## What is expected
Reproduce the records below in their entirety, exactly as shown.

━━━━━━━━━━━━━━━━━━━━

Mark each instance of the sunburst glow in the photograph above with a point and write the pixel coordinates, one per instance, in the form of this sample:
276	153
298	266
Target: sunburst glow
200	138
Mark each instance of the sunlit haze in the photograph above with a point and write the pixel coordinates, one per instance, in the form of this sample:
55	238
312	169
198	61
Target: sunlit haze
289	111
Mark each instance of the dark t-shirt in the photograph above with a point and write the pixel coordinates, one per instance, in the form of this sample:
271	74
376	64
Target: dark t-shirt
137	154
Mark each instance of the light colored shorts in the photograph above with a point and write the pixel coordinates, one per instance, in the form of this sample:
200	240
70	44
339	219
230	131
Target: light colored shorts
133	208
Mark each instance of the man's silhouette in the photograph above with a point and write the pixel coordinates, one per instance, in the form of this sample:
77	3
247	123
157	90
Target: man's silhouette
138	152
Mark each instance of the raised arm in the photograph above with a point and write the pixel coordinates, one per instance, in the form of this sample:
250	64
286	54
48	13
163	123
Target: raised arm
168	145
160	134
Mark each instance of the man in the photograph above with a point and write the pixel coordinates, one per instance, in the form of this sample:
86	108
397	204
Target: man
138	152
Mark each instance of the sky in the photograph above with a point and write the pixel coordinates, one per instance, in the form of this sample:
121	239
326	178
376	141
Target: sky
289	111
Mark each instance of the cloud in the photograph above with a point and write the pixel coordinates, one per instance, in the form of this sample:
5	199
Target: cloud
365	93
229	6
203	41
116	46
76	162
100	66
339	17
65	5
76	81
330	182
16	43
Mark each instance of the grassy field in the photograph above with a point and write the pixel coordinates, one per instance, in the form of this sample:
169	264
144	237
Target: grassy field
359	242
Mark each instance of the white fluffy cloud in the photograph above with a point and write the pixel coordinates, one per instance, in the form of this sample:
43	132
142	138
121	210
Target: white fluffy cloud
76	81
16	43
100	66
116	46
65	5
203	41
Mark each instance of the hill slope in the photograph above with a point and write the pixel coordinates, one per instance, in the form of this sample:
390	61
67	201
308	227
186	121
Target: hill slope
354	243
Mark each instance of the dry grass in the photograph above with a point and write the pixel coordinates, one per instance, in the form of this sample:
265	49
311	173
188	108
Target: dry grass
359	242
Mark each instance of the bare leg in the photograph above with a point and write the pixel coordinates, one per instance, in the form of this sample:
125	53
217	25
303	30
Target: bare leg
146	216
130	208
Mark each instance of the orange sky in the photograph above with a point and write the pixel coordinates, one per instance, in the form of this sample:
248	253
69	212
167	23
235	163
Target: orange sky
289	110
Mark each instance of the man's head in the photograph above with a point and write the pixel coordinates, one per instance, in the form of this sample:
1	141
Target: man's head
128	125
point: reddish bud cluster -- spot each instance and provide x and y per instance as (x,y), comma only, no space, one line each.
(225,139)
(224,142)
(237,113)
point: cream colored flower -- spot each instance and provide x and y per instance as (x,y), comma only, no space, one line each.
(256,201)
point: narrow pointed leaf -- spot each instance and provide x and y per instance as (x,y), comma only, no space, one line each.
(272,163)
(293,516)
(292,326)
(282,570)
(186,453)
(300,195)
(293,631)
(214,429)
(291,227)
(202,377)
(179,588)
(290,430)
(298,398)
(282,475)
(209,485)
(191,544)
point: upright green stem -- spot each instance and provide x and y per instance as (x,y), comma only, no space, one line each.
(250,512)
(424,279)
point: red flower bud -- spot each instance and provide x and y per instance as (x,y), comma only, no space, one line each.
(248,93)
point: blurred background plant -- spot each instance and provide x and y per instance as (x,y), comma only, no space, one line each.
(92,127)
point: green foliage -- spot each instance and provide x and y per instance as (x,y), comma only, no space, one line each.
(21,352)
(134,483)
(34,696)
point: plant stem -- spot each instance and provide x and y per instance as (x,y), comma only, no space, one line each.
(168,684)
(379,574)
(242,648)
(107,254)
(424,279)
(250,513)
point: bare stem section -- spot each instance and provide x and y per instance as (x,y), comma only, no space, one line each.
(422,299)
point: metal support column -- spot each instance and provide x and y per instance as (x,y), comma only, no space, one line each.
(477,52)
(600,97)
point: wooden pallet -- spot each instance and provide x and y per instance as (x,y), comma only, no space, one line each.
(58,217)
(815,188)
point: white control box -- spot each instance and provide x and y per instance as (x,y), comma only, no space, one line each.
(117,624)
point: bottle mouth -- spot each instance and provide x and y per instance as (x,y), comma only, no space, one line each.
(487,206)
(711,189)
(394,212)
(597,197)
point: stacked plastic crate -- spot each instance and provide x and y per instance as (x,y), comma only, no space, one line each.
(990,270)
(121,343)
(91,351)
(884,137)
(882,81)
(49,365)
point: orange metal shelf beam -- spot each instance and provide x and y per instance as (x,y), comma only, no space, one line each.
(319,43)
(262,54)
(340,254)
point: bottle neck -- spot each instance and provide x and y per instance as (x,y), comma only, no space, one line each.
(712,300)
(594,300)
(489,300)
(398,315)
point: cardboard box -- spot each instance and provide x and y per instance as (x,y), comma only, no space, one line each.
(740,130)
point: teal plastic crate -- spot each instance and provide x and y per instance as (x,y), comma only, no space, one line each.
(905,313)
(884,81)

━━━━━━━━━━━━━━━━━━━━

## Your solution
Mark each instance of the sunburst glow in the photograph above with a point and write the pixel coordinates, one per instance, in the form of this sample:
276	153
298	266
Target: sunburst glow
200	138
Mark each instance of the sunlit haze in the photograph above with a point and write the pixel coordinates, one per instance, in the form of this sample:
55	238
312	169
198	61
Target: sunlit haze
289	111
Mark each instance of the dark t-shirt in the photograph above with a point and write the pixel coordinates, one per instance, in the form of this sample:
271	74
376	64
Target: dark t-shirt
137	154
Mark each instance of the light colored shorts in the photograph above with a point and write the pixel coordinates, one per instance, in the form of this sample:
200	240
70	44
339	219
230	131
Target: light colored shorts
133	208
Mark each instance of the man's silhouette in the photograph above with a point and write the pixel coordinates, one per instance, in the form of this sample:
77	3
247	123
157	90
Target: man's silhouette
138	152
Mark each instance of the raised arm in the photograph above with a point and write the pixel coordinates, one per instance, in the form of this sample:
250	64
286	54
48	13
163	123
Target: raised arm
168	145
160	134
Mark each instance of the man in the photograph above with a point and write the pixel coordinates, one per instance, in the form of this sample:
86	108
397	204
Target: man
138	152
Mark each instance of the sky in the photograph above with a point and write the pixel coordinates, one per instance, in the form of this sample:
121	239
326	178
376	141
Target: sky
289	111
Mark each instance of the cloud in the photograph above with a point and write the pixel coordinates, one per instance, in the form of this sample:
5	199
Target: cloud
365	93
229	6
203	41
116	46
76	162
100	66
339	17
65	5
76	81
330	182
16	43
Mark each instance of the grassy field in the photograph above with a point and write the pixel coordinates, one per instance, in the form of this sample:
169	264
144	237
Target: grassy field
359	242
Mark each instance of the white fluffy cloud in the photograph above with a point and write the pixel coordinates, one per instance, in the form of this sample:
43	132
142	138
121	210
Target: white fluffy cloud
76	81
16	43
100	66
116	46
65	5
203	41
Mark each instance of the hill slope in the photograph above with a point and write the pixel coordinates, one per instance, in the form of this sample:
390	61
67	201
308	227
186	121
Target: hill slope
354	243
Mark each instance of the dry grass in the photograph above with a point and write the pixel coordinates, one per instance, in the form of this sample:
265	49
311	173
188	108
Target: dry grass
359	242
Mark each instance of the bare leg in the photograph above with a point and write the pixel coordinates, one per instance, in the form of this sample:
125	53
217	25
303	30
Target: bare leg
146	216
130	208
Mark each instance of the orange sky in the photograph above with a point and write the pixel coordinates, one per instance, in the form of this sample:
248	253
69	212
167	23
235	163
Target: orange sky
289	110
Mark each instance of the man's head in the photograph above with a point and write the pixel coordinates, one per instance, in the form of this sample:
1	141
Target: man's head
128	125
point: reddish bud cluster -- spot each instance and provide x and y per instance as (x,y), comma only, no space, one line each.
(225,139)
(224,142)
(237,113)
point: cream colored flower -- spot each instance and provide x and y per instance as (x,y), comma only, no space, one line each.
(256,201)
point: narrow pointed leaf -- spot each instance and provide x and y per instance as (x,y), comma only, no space, one line each.
(272,163)
(293,516)
(292,326)
(282,570)
(186,453)
(300,195)
(293,631)
(214,429)
(291,227)
(202,377)
(179,588)
(290,430)
(298,398)
(282,475)
(209,485)
(191,544)
point: upright green stem -- spot each instance and provide x and y per instance as (x,y), comma only, no space, one line each.
(250,512)
(424,279)
point: red flower bud -- spot each instance and provide x and y per instance as (x,y), comma only, no space, one line each.
(248,93)
point: blurred background plant -- spot each instance and provide x and y per instance as (x,y), comma only, no space, one line each.
(92,127)
point: green foliage -- spot each instance and provide x and y per instance as (x,y), comma only, no space, one line each.
(21,352)
(134,483)
(34,696)
point: plant stem -- spot each instance and provide x and y per instance as (x,y), comma only, no space, one line each.
(168,684)
(379,574)
(242,648)
(107,254)
(424,279)
(250,513)
point: bare stem section -- spot each instance and provide x and y per instance as (x,y), comma only, no space, one line each.
(422,299)
point: metal support column -- spot each instance and provide x and y per instance as (x,y), comma only, no space, one line each.
(477,52)
(600,97)
point: wooden pallet -- spot each instance and provide x and y per instance as (x,y), comma only, no space, one line each.
(58,217)
(815,188)
point: white control box -- spot each instance and provide x and y per instance as (x,y), comma only, no space, one line each.
(117,624)
point: bottle mouth -- spot each instance and provide x and y per instance as (x,y), comma only, no space, one line each.
(487,206)
(711,189)
(394,212)
(597,197)
point: stacked plastic crate -- spot each instance and provide x and y per instance as (x,y), comma only, no space, one line each.
(990,270)
(121,343)
(91,351)
(884,137)
(882,81)
(49,365)
point: orange metal shelf beam -- spot each instance and provide x and y per instance as (x,y), comma only, no space, one line each.
(319,43)
(262,54)
(340,254)
point: bottle neck -- spot each instance and provide x and y per instance as (x,y), comma only, no space, one line each.
(712,300)
(594,300)
(489,300)
(398,315)
point: cardboard box -- spot each instance and provide x and y per instance as (x,y), comma only, no space, one line each.
(740,130)
point: teal plastic crate -- spot each instance and provide x and y per instance as (x,y), comma only, no space, one line each.
(905,313)
(884,81)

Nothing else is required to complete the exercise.